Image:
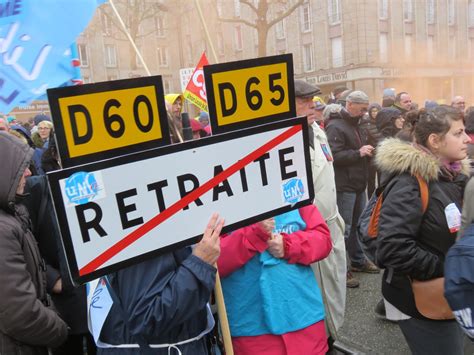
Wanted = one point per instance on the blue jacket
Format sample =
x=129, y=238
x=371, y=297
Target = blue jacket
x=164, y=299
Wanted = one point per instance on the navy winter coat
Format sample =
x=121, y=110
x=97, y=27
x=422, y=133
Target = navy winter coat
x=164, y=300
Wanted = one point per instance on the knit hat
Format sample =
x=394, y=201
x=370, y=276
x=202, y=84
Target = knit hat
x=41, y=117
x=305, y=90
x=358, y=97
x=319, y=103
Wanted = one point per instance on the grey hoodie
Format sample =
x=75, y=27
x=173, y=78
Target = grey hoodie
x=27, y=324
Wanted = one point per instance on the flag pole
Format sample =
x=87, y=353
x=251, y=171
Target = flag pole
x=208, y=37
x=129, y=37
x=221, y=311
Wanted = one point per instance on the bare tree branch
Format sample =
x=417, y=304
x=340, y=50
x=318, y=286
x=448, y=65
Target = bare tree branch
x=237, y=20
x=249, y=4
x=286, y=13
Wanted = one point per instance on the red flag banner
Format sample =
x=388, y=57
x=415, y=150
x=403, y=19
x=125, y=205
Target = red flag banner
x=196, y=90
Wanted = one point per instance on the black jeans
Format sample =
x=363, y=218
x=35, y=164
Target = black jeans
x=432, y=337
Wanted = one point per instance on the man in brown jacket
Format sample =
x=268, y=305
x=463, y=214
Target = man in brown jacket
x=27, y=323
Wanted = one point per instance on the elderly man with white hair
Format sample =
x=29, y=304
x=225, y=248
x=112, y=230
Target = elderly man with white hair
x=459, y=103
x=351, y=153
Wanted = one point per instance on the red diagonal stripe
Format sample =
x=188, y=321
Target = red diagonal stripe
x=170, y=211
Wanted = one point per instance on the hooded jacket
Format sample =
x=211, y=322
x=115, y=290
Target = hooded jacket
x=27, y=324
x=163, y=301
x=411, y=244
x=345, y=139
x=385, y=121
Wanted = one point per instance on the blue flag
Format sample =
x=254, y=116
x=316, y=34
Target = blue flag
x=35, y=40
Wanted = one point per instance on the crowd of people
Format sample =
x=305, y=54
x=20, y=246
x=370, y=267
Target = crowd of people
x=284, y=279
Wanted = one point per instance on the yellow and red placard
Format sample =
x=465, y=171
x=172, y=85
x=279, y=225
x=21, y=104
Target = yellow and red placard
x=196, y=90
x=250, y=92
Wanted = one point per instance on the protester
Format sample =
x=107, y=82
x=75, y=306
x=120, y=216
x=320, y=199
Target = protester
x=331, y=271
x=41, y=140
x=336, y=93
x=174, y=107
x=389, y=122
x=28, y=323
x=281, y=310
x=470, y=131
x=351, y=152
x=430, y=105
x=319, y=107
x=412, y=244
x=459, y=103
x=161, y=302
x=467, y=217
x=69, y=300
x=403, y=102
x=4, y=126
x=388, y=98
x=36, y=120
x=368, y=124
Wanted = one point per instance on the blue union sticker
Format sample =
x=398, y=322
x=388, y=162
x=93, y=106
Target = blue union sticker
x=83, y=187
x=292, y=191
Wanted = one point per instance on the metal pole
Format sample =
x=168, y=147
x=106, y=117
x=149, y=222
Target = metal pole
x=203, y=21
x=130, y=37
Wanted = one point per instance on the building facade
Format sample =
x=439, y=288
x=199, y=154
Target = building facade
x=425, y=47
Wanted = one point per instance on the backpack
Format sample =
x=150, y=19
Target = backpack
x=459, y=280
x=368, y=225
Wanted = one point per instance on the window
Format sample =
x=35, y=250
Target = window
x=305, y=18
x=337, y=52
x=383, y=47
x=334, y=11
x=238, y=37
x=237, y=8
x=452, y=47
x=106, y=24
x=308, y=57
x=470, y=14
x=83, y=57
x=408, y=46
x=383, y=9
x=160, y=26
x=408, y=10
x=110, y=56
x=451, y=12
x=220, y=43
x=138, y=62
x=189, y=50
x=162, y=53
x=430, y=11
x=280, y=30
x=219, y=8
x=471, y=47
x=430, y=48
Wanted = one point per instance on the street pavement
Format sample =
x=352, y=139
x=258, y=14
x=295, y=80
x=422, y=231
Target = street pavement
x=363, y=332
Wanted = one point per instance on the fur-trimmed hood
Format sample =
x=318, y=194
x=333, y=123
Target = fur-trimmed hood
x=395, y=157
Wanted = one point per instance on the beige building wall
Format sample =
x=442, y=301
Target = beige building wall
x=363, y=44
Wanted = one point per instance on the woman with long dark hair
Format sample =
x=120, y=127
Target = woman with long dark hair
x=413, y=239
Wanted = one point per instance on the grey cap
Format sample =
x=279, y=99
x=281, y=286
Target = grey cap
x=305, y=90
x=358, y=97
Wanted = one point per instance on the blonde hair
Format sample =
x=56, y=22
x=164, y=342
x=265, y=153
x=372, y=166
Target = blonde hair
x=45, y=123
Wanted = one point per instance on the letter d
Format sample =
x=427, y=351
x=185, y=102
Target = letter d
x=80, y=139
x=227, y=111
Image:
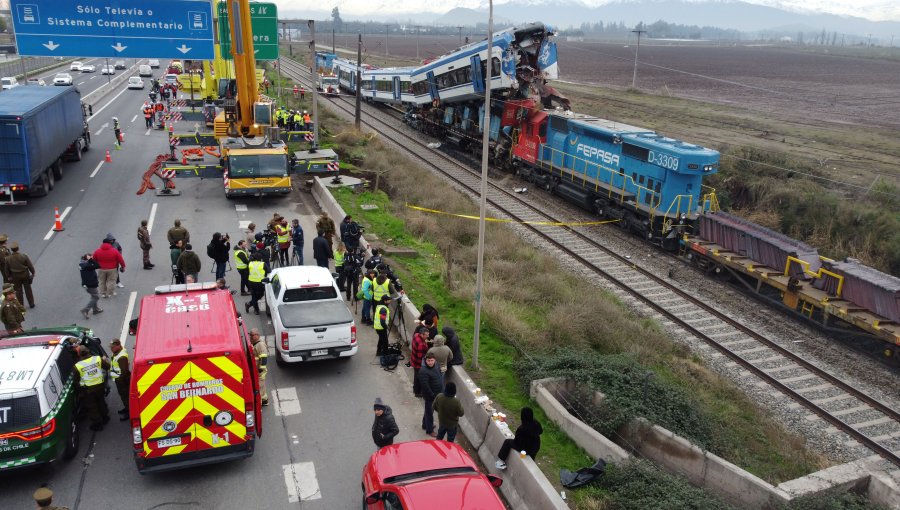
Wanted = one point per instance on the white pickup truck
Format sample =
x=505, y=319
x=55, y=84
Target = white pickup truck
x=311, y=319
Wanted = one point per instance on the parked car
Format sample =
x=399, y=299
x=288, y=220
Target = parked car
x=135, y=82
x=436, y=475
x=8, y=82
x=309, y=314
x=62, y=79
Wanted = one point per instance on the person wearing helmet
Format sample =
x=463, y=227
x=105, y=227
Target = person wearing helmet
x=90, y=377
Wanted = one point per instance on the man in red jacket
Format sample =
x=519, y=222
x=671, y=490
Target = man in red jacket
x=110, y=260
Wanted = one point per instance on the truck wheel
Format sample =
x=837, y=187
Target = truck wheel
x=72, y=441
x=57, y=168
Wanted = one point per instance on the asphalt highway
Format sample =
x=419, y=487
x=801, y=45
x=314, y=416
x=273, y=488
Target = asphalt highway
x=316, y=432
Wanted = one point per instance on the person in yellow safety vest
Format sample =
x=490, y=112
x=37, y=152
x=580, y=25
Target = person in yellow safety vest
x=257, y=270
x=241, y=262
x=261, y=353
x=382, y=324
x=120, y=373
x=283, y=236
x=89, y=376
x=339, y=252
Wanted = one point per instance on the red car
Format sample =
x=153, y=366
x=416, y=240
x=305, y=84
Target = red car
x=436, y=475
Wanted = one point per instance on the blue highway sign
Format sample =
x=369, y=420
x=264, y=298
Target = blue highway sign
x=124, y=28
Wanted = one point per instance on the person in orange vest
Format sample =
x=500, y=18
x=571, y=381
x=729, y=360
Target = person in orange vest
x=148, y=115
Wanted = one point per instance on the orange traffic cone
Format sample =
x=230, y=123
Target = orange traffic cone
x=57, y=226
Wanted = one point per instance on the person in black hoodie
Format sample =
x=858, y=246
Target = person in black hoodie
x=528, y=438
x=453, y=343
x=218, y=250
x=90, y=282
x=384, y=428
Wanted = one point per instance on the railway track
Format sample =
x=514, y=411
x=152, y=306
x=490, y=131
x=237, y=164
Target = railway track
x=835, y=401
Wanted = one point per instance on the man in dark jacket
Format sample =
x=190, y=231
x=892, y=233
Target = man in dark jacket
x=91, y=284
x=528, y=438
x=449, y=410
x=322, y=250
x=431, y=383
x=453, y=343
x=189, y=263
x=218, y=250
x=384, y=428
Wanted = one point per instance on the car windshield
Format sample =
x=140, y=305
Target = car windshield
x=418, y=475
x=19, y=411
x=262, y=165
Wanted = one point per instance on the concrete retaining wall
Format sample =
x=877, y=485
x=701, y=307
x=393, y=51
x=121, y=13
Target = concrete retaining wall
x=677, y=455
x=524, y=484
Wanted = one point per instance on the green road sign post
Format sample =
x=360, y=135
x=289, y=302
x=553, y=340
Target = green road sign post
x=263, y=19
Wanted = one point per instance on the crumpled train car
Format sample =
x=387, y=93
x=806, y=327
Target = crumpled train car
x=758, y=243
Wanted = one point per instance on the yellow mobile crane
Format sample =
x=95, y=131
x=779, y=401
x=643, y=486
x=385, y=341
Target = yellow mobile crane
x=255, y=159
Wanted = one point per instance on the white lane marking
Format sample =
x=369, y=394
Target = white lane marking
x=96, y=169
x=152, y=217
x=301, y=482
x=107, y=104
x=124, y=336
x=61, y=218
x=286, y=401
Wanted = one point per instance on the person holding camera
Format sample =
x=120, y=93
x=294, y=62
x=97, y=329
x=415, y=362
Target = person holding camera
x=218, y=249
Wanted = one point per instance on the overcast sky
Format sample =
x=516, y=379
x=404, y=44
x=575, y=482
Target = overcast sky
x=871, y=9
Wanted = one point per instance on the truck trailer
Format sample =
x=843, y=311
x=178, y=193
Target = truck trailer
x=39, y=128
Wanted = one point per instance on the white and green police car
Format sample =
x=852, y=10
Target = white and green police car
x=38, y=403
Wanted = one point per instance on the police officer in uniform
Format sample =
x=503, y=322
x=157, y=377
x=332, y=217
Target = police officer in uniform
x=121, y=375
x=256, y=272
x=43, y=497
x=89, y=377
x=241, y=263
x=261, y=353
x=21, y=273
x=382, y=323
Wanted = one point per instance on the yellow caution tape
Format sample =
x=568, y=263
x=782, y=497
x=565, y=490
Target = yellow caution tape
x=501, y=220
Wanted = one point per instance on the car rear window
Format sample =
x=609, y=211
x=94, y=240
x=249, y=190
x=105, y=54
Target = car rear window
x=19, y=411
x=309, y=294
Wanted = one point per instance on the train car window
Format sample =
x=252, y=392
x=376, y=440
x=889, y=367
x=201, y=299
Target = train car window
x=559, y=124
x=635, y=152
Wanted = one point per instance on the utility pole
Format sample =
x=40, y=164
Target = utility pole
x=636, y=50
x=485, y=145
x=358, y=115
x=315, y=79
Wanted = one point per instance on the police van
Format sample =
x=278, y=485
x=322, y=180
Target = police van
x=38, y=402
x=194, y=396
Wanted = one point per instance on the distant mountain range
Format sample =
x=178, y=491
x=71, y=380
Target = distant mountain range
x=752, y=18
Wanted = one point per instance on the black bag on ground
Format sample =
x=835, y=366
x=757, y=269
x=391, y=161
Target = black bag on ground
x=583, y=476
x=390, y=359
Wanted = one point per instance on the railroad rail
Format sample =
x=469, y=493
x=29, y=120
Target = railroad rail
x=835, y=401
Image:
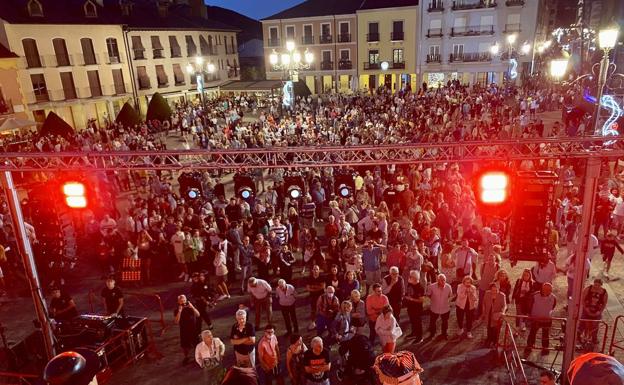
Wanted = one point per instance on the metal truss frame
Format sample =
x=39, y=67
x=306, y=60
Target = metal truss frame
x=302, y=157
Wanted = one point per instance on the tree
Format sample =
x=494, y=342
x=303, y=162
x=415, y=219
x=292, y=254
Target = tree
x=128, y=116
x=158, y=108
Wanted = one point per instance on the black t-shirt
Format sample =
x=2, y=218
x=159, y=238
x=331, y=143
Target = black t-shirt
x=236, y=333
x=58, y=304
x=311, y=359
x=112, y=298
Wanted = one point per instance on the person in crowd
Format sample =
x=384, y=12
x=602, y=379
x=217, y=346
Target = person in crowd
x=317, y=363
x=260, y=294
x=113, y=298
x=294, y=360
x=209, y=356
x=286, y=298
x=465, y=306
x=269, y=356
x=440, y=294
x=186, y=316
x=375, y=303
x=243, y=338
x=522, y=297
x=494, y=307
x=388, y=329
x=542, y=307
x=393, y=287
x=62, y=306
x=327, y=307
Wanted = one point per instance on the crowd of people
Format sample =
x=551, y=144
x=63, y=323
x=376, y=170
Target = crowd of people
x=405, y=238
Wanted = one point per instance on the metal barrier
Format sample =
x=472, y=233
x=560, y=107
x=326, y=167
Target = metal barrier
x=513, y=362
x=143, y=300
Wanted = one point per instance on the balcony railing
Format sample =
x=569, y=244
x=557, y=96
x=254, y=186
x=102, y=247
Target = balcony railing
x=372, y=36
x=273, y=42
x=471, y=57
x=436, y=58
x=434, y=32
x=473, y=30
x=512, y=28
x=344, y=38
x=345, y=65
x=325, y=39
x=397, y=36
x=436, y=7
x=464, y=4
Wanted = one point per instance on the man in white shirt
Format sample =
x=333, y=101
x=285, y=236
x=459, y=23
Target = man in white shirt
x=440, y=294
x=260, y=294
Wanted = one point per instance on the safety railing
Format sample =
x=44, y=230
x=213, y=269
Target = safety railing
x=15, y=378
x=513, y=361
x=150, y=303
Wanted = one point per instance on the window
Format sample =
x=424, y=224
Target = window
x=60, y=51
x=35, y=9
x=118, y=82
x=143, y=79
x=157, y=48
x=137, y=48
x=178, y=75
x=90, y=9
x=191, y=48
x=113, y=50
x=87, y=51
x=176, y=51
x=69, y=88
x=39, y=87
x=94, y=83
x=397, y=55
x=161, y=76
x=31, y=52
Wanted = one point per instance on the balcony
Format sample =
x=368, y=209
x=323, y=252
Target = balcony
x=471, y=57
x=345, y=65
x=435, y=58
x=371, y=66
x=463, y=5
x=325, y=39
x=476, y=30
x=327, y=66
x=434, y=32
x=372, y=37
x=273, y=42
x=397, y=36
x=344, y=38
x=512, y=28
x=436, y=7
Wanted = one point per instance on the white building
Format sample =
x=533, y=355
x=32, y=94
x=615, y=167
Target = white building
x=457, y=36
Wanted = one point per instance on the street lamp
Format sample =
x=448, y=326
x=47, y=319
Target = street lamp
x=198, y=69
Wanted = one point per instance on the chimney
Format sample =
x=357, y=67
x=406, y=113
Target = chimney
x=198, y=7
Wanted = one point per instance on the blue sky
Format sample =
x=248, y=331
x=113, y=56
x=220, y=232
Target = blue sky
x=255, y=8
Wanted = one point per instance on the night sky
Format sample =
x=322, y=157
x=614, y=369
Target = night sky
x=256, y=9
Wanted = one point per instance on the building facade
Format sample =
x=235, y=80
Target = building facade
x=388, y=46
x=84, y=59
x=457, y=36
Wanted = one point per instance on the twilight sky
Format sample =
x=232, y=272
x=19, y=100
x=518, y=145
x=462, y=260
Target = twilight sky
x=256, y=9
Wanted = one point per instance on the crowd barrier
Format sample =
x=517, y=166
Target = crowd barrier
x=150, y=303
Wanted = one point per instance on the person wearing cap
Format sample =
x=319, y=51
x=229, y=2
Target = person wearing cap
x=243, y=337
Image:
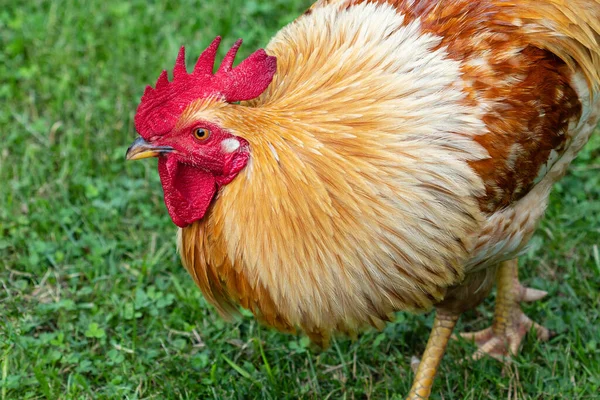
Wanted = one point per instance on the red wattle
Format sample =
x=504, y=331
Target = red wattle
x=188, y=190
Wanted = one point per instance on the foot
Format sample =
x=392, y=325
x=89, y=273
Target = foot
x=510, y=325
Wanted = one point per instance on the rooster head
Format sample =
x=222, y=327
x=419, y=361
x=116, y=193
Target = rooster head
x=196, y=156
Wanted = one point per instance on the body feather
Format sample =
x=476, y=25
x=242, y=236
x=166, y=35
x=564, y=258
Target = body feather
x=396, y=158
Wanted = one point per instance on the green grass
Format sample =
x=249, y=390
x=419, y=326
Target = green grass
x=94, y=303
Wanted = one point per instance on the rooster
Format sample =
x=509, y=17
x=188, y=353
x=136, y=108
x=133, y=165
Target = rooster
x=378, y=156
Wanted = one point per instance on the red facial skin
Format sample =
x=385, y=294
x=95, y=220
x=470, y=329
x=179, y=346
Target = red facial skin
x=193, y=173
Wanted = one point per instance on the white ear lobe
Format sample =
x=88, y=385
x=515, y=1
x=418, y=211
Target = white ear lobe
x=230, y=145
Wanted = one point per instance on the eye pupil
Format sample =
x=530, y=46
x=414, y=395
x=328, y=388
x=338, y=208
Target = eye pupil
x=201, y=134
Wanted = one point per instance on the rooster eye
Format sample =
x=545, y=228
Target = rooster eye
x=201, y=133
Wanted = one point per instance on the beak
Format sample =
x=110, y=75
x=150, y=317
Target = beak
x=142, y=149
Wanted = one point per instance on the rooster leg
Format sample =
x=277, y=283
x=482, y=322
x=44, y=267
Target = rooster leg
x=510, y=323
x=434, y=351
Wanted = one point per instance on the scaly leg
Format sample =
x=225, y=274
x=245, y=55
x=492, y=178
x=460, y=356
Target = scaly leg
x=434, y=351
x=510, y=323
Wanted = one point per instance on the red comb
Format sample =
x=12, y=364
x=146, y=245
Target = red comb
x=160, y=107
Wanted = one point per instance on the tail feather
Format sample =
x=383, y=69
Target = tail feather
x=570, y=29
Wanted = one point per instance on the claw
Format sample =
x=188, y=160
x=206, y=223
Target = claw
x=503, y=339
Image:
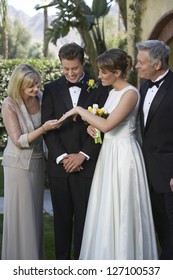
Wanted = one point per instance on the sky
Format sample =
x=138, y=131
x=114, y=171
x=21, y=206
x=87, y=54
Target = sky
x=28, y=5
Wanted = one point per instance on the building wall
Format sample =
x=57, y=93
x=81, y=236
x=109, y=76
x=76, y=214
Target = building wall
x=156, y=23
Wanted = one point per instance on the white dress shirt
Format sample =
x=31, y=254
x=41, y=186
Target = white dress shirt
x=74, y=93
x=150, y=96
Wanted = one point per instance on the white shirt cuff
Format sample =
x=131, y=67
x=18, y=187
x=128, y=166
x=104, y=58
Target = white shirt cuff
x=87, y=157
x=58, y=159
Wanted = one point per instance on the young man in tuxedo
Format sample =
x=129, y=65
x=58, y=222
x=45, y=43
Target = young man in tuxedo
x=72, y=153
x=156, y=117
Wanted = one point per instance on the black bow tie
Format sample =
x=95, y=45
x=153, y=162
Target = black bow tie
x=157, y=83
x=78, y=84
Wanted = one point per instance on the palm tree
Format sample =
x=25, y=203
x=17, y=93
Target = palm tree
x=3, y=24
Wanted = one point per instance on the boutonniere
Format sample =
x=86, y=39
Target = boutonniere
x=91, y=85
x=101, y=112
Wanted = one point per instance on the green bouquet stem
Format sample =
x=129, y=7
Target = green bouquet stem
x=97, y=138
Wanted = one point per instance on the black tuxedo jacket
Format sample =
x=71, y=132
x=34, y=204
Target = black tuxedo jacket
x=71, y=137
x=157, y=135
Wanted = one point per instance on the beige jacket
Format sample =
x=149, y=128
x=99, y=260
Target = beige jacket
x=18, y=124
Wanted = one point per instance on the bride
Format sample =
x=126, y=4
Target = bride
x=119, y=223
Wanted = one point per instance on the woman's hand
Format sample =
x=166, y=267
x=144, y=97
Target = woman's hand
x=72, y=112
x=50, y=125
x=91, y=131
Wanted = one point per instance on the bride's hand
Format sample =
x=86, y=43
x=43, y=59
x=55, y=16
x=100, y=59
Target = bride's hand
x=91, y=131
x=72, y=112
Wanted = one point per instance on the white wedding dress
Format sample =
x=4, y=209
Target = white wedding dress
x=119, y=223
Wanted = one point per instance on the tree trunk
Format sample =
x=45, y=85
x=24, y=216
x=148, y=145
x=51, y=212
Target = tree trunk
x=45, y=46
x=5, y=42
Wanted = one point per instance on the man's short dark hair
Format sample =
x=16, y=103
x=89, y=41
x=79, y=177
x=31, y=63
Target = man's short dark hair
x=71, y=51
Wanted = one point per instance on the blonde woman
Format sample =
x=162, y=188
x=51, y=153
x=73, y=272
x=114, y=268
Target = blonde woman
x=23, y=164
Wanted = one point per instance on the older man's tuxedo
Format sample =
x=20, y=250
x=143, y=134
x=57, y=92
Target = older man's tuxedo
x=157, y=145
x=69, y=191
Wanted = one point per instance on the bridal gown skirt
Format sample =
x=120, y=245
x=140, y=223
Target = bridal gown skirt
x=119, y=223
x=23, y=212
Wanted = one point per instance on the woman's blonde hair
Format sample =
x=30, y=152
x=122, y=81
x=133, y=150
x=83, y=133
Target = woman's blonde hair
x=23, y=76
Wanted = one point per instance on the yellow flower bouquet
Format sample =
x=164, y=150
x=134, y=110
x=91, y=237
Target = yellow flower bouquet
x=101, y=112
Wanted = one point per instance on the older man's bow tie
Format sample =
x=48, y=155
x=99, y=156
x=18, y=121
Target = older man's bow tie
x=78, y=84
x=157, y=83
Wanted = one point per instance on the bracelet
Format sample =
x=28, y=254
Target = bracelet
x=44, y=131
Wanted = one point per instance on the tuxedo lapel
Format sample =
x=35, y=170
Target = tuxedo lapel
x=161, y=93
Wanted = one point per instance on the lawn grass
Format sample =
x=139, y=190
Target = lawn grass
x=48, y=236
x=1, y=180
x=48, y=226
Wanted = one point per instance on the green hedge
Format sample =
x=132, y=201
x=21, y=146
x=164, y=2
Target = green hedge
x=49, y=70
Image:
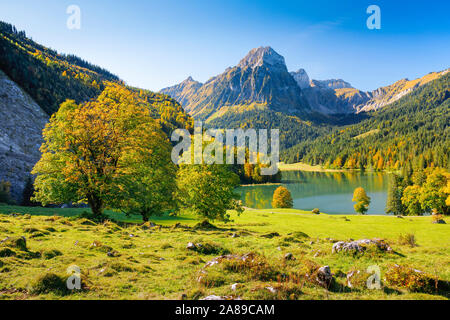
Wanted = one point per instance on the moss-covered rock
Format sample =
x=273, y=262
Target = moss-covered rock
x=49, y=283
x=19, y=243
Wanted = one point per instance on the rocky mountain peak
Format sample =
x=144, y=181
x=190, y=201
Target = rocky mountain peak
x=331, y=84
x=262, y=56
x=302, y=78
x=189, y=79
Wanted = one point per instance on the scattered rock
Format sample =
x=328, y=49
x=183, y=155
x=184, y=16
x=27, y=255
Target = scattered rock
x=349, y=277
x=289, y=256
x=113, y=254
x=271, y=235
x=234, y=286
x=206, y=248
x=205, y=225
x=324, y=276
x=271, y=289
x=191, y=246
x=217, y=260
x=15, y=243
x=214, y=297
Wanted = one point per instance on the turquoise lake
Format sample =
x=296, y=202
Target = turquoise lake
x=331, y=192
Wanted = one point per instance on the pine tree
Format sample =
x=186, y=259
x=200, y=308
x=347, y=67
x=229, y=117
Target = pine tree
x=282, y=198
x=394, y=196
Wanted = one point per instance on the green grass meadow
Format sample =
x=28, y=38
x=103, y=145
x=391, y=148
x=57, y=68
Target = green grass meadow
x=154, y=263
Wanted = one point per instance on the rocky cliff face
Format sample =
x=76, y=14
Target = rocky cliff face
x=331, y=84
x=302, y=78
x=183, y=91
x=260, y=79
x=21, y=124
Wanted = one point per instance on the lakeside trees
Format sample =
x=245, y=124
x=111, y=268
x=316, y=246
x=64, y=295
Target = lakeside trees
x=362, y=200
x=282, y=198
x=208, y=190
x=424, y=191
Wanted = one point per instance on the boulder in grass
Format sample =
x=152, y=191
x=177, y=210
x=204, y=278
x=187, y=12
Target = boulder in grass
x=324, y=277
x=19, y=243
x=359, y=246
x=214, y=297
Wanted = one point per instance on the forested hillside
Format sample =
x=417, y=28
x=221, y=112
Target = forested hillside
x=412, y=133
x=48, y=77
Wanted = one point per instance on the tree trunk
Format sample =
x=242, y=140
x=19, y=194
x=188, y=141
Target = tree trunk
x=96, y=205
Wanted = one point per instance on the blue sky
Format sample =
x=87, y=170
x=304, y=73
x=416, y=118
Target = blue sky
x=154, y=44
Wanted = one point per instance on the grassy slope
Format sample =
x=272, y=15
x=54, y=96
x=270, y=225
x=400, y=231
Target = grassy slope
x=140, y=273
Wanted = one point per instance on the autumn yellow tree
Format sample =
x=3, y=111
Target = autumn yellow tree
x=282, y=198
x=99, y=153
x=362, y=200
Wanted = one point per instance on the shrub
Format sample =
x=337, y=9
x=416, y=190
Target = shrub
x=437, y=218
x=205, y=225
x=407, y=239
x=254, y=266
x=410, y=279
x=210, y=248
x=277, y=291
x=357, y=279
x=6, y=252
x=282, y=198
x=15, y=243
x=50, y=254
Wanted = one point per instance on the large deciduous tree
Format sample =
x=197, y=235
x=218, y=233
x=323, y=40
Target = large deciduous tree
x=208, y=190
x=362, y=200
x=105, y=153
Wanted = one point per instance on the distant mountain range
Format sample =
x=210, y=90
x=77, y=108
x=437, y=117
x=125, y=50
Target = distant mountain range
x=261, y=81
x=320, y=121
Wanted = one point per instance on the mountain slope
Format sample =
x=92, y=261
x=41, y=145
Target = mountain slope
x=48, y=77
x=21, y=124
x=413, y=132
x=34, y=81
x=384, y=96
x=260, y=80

****************************************

Rewrite the rows starting at the line containing "Wanted = one point per instance on the rocky mountain" and ending at the line containing "x=189, y=79", replacing "peak" with "summit" and leaving everything else unchanged.

Wanted = one point per instance on the rocky mountain summit
Format sample =
x=144, y=181
x=190, y=201
Target = rocky mountain summit
x=331, y=84
x=262, y=56
x=302, y=78
x=189, y=79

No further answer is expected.